#### [REQUIREMENT 1]
Answer these questions from the text on volcanic craters, giving each answer on its own line marked with the same letter.
(a) From where do molten magma and volcanic gases rise during an eruption?
(b) What are volcanic craters on the flanks of volcanoes commonly called?
(c) What forms when a volcanic crater fills with rain or melted snow?
#### [REQUIREMENT 2]
Go on writing the text on volcanic craters, starting after its last sentence.
START TEXT PASSAGE
A volcanic crater is an approximately circular depression in the ground caused by volcanic activity. It is typically a bowl-shaped feature containing one or more vents. During volcanic eruptions, molten magma and volcanic gases rise from an underground magma chamber, through a conduit, until they reach the crater's vent, from where the gases escape into the atmosphere and the magma is erupted as lava. A volcanic crater can be of large dimensions and sometimes of great depth. During certain types of explosive eruptions, a volcano's magma chamber may empty enough for an area above it to subside, forming a type of larger depression known as a caldera.

==Geomorphology==
In most volcanoes, the crater is situated at the top of a mountain formed from the erupted volcanic deposits such as lava flows and tephra. Volcanoes that terminate in such a summit crater are usually of a conical form. Other volcanic craters may be found on the flanks of volcanoes, and these are commonly referred to as flank craters. Some volcanic craters may fill either fully or partially with rain and/or melted snow, forming a crater lake.
END TEXT PASSAGE
START MATERIAL SHOWN
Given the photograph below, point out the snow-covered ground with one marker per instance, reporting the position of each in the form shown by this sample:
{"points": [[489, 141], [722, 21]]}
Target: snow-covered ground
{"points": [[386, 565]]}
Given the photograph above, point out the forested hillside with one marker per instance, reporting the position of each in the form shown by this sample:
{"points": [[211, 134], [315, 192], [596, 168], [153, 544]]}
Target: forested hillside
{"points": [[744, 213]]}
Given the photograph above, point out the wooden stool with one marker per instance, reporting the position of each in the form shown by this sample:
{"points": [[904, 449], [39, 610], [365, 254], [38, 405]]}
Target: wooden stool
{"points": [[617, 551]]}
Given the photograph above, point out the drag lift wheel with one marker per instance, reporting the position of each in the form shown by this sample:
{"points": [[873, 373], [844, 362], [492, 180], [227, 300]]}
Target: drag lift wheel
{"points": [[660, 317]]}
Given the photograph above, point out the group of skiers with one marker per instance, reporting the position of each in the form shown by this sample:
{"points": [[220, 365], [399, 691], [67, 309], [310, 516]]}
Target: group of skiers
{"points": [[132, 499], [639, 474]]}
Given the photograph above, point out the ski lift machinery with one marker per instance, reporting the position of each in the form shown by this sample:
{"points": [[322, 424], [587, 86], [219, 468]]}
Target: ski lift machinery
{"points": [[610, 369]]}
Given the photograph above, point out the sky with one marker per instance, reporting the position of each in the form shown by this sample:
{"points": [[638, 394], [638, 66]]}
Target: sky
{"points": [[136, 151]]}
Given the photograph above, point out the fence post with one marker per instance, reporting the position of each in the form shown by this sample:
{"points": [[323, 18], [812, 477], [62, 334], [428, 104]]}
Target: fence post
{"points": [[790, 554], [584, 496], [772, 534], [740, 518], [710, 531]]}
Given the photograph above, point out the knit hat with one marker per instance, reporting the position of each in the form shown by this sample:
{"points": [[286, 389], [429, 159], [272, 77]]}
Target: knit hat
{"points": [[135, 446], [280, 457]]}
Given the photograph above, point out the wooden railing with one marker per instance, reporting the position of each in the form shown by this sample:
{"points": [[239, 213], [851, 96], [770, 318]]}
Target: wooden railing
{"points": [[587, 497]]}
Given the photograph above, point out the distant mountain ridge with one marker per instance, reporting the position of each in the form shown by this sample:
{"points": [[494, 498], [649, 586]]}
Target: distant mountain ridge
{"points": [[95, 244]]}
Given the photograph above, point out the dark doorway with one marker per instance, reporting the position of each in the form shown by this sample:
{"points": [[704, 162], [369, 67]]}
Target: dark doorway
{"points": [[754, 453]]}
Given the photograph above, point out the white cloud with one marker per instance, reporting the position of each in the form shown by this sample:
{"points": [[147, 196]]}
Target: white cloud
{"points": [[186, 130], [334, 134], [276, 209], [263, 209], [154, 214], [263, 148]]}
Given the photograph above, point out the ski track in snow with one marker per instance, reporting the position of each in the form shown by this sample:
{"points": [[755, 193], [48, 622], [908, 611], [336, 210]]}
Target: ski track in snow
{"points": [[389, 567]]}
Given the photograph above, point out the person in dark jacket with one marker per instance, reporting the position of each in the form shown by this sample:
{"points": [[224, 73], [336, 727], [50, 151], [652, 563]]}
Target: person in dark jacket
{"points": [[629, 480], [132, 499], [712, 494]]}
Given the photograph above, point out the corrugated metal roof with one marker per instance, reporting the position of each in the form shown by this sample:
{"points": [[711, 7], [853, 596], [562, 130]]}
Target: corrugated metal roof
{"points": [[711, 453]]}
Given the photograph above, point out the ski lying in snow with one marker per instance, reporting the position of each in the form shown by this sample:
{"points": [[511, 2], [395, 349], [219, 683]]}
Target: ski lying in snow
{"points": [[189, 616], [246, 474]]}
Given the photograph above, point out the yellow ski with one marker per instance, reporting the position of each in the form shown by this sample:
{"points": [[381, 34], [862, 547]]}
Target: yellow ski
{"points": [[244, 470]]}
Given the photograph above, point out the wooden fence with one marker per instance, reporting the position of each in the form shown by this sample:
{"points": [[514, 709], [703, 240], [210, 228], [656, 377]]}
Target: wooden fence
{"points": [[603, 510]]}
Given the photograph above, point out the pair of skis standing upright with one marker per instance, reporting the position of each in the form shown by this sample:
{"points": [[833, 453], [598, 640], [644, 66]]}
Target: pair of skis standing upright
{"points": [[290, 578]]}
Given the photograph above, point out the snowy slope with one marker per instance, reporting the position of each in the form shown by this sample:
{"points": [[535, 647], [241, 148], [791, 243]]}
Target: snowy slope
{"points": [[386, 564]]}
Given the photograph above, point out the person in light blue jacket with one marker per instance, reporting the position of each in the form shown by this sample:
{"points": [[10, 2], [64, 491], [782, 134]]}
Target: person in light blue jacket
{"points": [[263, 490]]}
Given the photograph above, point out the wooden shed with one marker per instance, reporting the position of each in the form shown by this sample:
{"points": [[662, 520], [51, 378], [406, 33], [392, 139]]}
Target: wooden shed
END MATERIAL SHOWN
#### [RESPONSE BOX 1]
(a) From an underground magma chamber.
(b) Flank craters.
(c) A crater lake.

#### [RESPONSE BOX 2]
These lakes may become soda lakes, many of which are associated with active tectonic and volcanic zones.

A crater may be breached during an eruption, either by explosions or by lava, or through later erosion. Breached craters have a much lower rim on one side.

Some volcanoes, such as maars, consist of a crater alone, with scarcely any mountain at all. These volcanic explosion craters are formed when magma rises through water-saturated rocks, which causes a phreatic eruption. Volcanic craters from phreatic eruptions often occur on plains away from other obvious volcanoes. Not all volcanoes form craters.